## Working data
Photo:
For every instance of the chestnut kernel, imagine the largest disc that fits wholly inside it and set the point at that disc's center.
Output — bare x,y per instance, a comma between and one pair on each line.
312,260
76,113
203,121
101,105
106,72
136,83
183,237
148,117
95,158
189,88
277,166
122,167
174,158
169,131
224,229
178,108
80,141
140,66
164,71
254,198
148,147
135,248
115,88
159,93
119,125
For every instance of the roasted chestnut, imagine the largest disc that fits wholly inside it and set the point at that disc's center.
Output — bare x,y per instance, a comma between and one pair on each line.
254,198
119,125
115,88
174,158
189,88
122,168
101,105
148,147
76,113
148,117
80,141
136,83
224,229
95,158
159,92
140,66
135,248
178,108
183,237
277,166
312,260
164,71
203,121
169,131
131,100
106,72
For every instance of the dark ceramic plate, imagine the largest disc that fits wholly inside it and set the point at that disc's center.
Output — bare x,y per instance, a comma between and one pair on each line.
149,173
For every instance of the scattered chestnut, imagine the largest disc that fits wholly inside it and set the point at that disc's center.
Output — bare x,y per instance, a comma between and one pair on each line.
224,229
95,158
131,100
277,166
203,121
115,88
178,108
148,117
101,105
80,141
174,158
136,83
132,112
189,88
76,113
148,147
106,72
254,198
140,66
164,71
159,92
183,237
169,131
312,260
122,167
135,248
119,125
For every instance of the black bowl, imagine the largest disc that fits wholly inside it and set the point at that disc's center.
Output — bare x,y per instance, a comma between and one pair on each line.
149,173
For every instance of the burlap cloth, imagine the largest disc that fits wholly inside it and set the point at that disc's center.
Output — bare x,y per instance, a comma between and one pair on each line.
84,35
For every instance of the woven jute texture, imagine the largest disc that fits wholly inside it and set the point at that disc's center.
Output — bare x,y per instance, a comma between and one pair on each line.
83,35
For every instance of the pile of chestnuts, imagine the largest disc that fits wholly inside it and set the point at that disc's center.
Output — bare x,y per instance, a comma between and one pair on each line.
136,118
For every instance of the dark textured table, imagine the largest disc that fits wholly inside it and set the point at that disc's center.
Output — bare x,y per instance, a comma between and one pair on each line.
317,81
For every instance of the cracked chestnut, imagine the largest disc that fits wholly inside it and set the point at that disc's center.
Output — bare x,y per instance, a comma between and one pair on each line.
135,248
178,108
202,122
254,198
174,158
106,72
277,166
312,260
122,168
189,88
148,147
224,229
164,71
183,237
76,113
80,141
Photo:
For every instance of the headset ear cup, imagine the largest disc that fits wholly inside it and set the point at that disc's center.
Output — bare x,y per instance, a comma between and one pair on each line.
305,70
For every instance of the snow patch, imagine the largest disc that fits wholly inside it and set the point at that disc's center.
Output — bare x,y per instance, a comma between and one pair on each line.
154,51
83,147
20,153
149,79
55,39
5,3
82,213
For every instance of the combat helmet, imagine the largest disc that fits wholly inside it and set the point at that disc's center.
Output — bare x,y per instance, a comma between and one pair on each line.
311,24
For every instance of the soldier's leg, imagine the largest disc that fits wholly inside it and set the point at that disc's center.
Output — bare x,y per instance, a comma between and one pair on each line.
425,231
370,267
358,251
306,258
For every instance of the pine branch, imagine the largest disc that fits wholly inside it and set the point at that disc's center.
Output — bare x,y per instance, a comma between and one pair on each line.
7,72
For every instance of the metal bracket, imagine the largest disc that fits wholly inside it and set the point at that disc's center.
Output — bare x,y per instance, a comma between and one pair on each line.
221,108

## What you are asked to do
Put every line of the listing above into a Markdown table with the columns Row and Line, skipping blank lines.

## Result of the exercise
| Row | Line |
|---|---|
| 1 | Photo: |
| 2 | For every instance of the chestnut kernel, imagine the largest disc that fits wholly inside it and set the point at that disc's center. |
| 3 | Output — bare x,y per instance, a comma between and one pair on each line. |
| 4 | 312,260 |
| 5 | 76,113 |
| 6 | 203,121 |
| 7 | 101,105 |
| 8 | 106,72 |
| 9 | 136,83 |
| 10 | 183,237 |
| 11 | 148,117 |
| 12 | 95,158 |
| 13 | 189,88 |
| 14 | 277,166 |
| 15 | 122,167 |
| 16 | 174,158 |
| 17 | 169,131 |
| 18 | 224,229 |
| 19 | 178,108 |
| 20 | 80,141 |
| 21 | 140,66 |
| 22 | 164,71 |
| 23 | 254,198 |
| 24 | 148,147 |
| 25 | 135,248 |
| 26 | 115,88 |
| 27 | 159,93 |
| 28 | 119,125 |
| 29 | For every instance of the roasted chestnut, imagine the largest disc that fits wholly inside it and set the point at that disc's center. |
| 30 | Output — bare x,y per instance, a comma between and one pair on each line. |
| 31 | 254,198 |
| 32 | 119,125 |
| 33 | 115,88 |
| 34 | 174,158 |
| 35 | 189,88 |
| 36 | 122,168 |
| 37 | 101,105 |
| 38 | 148,147 |
| 39 | 76,113 |
| 40 | 148,117 |
| 41 | 80,141 |
| 42 | 136,83 |
| 43 | 224,229 |
| 44 | 95,158 |
| 45 | 159,92 |
| 46 | 140,66 |
| 47 | 135,248 |
| 48 | 178,108 |
| 49 | 183,237 |
| 50 | 277,166 |
| 51 | 312,260 |
| 52 | 164,71 |
| 53 | 203,121 |
| 54 | 169,131 |
| 55 | 131,100 |
| 56 | 106,72 |
| 57 | For every instance of the dark ceramic plate, imagine the largest disc that fits wholly inside it and set the point at that disc's center. |
| 58 | Output — bare x,y per instance, a comma between and one pair on each line. |
| 59 | 149,173 |
| 60 | For every instance of the scattered chestnut, imagine the largest disc that fits wholly inside it and set the point at that disc's center. |
| 61 | Output — bare x,y per instance, a comma between and one pair on each line. |
| 62 | 224,229 |
| 63 | 95,158 |
| 64 | 131,100 |
| 65 | 277,166 |
| 66 | 203,121 |
| 67 | 115,88 |
| 68 | 178,108 |
| 69 | 148,117 |
| 70 | 101,105 |
| 71 | 80,141 |
| 72 | 174,158 |
| 73 | 136,83 |
| 74 | 132,112 |
| 75 | 189,88 |
| 76 | 76,113 |
| 77 | 148,147 |
| 78 | 106,72 |
| 79 | 254,198 |
| 80 | 140,66 |
| 81 | 164,71 |
| 82 | 159,92 |
| 83 | 183,237 |
| 84 | 169,131 |
| 85 | 312,260 |
| 86 | 122,167 |
| 87 | 135,248 |
| 88 | 119,125 |
| 89 | For every instance of the black bowl, imagine the largest disc that fits wholly inside it and set the point at that disc's center. |
| 90 | Output — bare x,y per instance, a comma between and one pair on each line. |
| 91 | 149,173 |
| 92 | For every instance of the burlap cloth, imagine the largest disc that fits wholly inside it and set the point at that disc's center. |
| 93 | Output — bare x,y per instance, a comma between and one pair on each line. |
| 94 | 84,35 |
| 95 | For every instance of the woven jute texture, imagine the largest disc that fits wholly inside it and set the point at that disc's center. |
| 96 | Output — bare x,y per instance, a comma between and one pair on each line. |
| 97 | 83,35 |
| 98 | For every instance of the pile of chestnuts, imagine the largest disc that fits wholly inside it and set the point at that disc's center. |
| 99 | Output — bare x,y per instance, a comma between and one pair on each line. |
| 100 | 136,118 |
| 101 | For every instance of the dark textured table, imagine the largest disc that fits wholly inside it and set the point at that disc's center. |
| 102 | Output — bare x,y per instance, a comma between and one pair on each line. |
| 103 | 317,81 |
| 104 | For every instance of the cracked chestnut, imagine the largest disc that fits wholly inside it and set the point at that disc's center. |
| 105 | Output — bare x,y per instance, a comma between and one pair on each line. |
| 106 | 135,248 |
| 107 | 178,108 |
| 108 | 202,122 |
| 109 | 254,198 |
| 110 | 174,158 |
| 111 | 106,72 |
| 112 | 277,166 |
| 113 | 312,260 |
| 114 | 122,168 |
| 115 | 189,88 |
| 116 | 148,147 |
| 117 | 224,229 |
| 118 | 164,71 |
| 119 | 183,237 |
| 120 | 76,113 |
| 121 | 80,141 |
| 122 | Photo: |
| 123 | For every instance of the headset ear cup, imagine the largest disc that fits wholly inside it and set the point at that disc's center. |
| 124 | Output — bare x,y per instance, a comma between and one pair on each line. |
| 125 | 305,70 |
| 126 | For every instance of the snow patch, imagine the largest disc that fits wholly inside it and set the point at that disc's center. |
| 127 | Output — bare x,y per instance, a comma between and one pair on each line. |
| 128 | 154,51 |
| 129 | 83,147 |
| 130 | 20,153 |
| 131 | 149,79 |
| 132 | 55,39 |
| 133 | 5,3 |
| 134 | 82,213 |
| 135 | For every instance of the combat helmet, imagine the largest disc that fits wholly inside it and set the point at that disc's center. |
| 136 | Output — bare x,y per instance, a comma between and one pair on each line. |
| 137 | 311,24 |
| 138 | For every instance of the soldier's leg, imagine the largest disc that fits wholly inside it and set the point at that disc's center. |
| 139 | Output — bare x,y per instance, a comma between and one pair on each line. |
| 140 | 425,231 |
| 141 | 370,267 |
| 142 | 358,251 |
| 143 | 306,258 |
| 144 | For every instance of the pine branch, imagine the largest disc that fits wholly inside it and set the point at that disc's center. |
| 145 | Output — bare x,y per instance, a comma between and one pair on each line. |
| 146 | 7,72 |
| 147 | For every instance of the metal bracket, imagine the largest disc that fits wholly inside it and set the point at that disc's center. |
| 148 | Output — bare x,y per instance, a comma between and one pair on each line. |
| 149 | 221,108 |